(Location annotation dataset excerpts)

╭──

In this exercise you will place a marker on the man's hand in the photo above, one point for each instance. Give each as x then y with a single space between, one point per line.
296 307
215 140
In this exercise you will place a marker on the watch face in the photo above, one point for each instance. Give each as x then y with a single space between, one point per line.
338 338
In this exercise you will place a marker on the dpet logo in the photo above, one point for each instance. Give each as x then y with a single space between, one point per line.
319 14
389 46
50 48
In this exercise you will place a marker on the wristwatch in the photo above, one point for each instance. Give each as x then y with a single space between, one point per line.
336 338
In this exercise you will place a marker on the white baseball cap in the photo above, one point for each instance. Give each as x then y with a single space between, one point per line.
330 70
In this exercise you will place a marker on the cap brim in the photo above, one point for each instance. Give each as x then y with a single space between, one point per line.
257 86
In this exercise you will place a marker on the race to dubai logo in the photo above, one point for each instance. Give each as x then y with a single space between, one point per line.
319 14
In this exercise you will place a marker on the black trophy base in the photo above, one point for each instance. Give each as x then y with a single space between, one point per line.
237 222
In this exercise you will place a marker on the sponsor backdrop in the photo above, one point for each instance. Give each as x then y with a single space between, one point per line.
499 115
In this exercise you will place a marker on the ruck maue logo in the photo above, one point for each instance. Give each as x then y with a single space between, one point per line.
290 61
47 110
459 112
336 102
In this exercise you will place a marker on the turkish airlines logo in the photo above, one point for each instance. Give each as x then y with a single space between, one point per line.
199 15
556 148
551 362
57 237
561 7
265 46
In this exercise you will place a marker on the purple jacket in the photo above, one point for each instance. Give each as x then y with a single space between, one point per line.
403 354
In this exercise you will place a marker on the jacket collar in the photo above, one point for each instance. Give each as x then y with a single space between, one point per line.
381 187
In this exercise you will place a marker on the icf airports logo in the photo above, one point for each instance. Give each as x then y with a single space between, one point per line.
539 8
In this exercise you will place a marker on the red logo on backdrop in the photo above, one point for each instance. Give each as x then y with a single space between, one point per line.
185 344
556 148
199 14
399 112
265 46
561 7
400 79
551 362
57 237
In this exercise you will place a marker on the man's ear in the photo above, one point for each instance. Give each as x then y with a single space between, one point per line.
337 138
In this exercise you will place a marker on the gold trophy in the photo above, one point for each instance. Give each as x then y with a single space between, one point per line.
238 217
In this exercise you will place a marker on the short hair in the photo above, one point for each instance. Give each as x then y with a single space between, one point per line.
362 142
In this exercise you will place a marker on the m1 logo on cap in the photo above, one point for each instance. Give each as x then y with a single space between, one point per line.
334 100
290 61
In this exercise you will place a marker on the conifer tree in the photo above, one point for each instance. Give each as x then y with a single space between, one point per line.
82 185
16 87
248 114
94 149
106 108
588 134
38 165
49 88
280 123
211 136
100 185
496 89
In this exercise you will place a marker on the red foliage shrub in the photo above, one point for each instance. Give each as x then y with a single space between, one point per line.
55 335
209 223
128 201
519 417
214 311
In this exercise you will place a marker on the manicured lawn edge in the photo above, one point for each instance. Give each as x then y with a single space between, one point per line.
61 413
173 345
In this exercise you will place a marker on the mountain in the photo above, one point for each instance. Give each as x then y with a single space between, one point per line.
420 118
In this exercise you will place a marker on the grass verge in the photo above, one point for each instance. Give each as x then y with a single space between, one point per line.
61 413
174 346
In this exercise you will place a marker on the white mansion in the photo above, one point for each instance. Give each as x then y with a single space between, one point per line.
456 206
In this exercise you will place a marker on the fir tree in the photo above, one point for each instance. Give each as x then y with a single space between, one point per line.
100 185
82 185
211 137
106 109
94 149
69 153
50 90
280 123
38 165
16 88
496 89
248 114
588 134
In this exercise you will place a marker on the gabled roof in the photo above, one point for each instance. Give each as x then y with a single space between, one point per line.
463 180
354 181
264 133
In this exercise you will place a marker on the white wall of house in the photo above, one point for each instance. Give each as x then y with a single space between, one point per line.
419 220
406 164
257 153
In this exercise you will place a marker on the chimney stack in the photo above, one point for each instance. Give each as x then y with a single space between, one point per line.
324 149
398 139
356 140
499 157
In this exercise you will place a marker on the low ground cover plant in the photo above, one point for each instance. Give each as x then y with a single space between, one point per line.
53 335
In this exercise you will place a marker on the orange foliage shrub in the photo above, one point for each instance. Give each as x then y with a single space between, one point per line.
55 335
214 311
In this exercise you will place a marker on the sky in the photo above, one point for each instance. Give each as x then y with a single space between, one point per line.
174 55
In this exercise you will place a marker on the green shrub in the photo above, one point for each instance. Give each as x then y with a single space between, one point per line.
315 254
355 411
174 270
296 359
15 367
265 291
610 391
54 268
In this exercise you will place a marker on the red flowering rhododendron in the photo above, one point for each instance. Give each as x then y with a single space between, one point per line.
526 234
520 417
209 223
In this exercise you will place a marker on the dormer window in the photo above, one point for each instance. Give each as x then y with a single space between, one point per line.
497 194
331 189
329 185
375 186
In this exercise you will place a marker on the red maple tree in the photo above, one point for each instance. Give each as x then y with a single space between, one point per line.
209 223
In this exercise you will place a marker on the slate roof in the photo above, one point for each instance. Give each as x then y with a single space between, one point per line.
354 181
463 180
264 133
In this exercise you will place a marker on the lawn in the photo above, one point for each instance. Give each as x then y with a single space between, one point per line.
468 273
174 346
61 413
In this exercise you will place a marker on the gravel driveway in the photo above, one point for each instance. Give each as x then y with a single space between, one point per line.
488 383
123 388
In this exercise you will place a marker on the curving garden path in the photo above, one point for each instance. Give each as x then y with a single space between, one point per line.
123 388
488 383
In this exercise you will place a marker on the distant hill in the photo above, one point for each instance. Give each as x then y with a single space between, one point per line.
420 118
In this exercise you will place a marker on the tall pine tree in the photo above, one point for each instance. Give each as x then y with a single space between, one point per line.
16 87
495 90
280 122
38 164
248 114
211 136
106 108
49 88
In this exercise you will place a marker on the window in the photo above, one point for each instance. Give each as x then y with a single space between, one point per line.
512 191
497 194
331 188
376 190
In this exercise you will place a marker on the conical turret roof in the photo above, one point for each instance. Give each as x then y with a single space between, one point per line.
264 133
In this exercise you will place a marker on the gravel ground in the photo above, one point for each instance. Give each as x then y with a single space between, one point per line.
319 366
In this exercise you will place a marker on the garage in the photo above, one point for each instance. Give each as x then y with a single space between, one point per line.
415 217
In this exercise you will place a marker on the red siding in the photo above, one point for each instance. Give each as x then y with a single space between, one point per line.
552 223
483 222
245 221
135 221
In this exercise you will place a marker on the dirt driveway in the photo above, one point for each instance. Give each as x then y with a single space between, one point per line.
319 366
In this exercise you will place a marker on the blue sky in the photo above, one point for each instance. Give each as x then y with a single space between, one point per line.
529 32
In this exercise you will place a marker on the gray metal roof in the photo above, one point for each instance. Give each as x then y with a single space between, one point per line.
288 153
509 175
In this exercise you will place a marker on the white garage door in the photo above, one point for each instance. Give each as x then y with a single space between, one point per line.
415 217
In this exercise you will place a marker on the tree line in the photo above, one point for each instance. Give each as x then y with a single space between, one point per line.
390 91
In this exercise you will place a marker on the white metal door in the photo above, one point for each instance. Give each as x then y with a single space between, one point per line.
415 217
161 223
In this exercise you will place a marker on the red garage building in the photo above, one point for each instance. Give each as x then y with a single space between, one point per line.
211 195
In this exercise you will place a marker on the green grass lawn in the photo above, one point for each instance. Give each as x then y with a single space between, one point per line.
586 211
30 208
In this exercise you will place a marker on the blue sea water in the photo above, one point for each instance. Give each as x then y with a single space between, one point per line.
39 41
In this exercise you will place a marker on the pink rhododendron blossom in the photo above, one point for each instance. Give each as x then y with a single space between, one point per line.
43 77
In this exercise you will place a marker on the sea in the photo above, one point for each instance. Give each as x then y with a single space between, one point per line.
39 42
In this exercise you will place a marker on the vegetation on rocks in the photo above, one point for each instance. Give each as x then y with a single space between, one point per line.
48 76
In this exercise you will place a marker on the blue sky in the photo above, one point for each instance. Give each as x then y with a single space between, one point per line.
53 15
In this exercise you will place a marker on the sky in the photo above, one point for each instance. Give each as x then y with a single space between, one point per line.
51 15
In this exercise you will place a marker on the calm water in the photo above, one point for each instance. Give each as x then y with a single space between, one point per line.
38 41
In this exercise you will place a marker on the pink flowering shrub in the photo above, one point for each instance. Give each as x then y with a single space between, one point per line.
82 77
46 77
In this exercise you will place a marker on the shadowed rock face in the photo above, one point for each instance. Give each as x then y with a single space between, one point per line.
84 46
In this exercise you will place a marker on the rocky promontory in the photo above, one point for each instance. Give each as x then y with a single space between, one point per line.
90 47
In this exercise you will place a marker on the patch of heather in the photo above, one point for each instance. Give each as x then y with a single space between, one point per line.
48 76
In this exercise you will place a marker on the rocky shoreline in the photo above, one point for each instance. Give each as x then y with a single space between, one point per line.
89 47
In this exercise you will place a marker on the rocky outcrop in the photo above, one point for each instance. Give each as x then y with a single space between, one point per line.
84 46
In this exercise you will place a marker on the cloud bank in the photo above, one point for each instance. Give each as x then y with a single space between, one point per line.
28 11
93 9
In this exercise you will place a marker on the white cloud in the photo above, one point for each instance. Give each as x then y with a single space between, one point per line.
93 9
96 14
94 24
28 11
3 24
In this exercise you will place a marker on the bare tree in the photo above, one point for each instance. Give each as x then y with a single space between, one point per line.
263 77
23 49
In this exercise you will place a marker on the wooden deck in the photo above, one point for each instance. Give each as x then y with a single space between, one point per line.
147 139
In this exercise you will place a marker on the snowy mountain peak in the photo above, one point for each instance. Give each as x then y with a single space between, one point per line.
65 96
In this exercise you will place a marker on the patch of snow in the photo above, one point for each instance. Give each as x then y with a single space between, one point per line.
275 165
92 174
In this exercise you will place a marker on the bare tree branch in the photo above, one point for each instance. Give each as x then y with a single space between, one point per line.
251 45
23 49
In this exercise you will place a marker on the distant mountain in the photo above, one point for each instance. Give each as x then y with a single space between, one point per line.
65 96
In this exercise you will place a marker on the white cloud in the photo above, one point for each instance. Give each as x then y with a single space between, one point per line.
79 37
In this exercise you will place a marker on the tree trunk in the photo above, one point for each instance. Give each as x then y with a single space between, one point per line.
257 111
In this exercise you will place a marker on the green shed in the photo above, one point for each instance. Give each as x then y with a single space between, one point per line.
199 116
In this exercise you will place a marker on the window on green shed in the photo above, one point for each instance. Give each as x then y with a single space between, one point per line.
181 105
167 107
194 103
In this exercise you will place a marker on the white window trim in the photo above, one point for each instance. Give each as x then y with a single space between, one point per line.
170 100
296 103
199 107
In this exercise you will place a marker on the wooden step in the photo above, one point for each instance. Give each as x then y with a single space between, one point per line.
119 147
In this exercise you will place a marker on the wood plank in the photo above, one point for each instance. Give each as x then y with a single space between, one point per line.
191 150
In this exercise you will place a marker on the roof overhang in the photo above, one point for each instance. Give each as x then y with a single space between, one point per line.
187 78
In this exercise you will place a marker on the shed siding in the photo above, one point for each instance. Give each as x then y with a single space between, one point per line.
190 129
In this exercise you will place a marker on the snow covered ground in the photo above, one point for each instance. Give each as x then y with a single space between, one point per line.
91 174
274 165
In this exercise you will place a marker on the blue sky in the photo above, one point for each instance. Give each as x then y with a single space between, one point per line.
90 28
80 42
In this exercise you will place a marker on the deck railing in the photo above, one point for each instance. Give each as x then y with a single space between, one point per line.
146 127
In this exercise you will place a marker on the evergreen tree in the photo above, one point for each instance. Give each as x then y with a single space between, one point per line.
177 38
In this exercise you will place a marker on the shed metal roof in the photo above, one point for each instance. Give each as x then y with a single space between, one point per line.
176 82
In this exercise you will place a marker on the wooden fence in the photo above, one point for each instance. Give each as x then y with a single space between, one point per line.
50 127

╰──

**AIM OF THE EXERCISE**
Starting at the line that contains "In this exercise you will place a marker on the deck", quote each remaining line of the entries above, unchanged.

**SOLUTION**
In this exercise you will place a marker on the deck railing in the photo above, one point for each instance. Give each as x then y with a single space between, one point per line.
146 127
In this exercise you will place a marker on the evergreen tree in the photo above, one point for each instance. Give each as x then y with a single space between, one point per line.
177 38
In this exercise you will place a marker on the shed metal roof in the photo above, one point for each instance. Give each as x then y with a single space between, one point per line.
176 82
In this exercise you will place a marker on the wooden fence in the photo above, one point for each instance. Give each as x then y with a single space between, one point per line.
50 127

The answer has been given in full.